* [EXERCISE BRIEF]
Rewrite the part of the data below that opens with the line containing "of the textured" and runs through the end of the data as a numbered list, leaving out any blank lines.

* [PROVIDED MATERIAL]
◆ ◆ ◆ ◆ ◆
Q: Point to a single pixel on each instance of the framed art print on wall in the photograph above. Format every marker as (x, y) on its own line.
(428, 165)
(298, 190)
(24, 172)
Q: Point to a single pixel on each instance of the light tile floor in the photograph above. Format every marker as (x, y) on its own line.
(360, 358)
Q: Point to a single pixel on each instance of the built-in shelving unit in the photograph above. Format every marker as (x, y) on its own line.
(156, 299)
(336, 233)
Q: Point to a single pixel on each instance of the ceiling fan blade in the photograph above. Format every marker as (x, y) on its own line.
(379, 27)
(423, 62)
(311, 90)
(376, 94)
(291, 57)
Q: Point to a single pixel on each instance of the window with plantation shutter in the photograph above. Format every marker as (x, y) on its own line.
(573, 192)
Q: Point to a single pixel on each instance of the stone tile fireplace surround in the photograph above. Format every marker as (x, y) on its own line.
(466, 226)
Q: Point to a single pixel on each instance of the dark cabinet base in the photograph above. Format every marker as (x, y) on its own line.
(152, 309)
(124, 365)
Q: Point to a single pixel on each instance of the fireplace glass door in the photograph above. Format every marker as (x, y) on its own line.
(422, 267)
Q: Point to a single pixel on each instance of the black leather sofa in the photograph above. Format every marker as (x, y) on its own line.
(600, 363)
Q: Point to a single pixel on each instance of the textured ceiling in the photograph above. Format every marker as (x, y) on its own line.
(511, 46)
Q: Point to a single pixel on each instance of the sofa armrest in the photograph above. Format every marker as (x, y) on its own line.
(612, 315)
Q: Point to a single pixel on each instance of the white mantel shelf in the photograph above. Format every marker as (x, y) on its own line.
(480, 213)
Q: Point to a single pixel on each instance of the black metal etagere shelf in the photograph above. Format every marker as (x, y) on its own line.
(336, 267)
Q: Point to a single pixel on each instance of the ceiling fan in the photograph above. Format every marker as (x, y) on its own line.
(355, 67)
◆ ◆ ◆ ◆ ◆
* [RESULT OF THE TASK]
1. Q: Point to a single pixel on each instance of the textured ceiling in the photograph above. Format every marker as (x, y) on its own line.
2. (511, 46)
3. Q: Point to a single pixel on each instance of the sofa armrest in the photograph above. Format every marker as (x, y) on its own line.
4. (612, 315)
5. Q: Point to a single pixel on each instance of the white mantel shelf in the photograph above. Format every marker as (x, y) on its own line.
6. (480, 213)
7. Q: Point to a single pixel on each instance of the black metal etagere shelf in the photograph above. Format every marker as (x, y) on its own line.
8. (336, 267)
9. Q: Point to a single pixel on each instance of the ceiling fan in the photograph above. Format every marker as (x, y) on its own line.
10. (355, 67)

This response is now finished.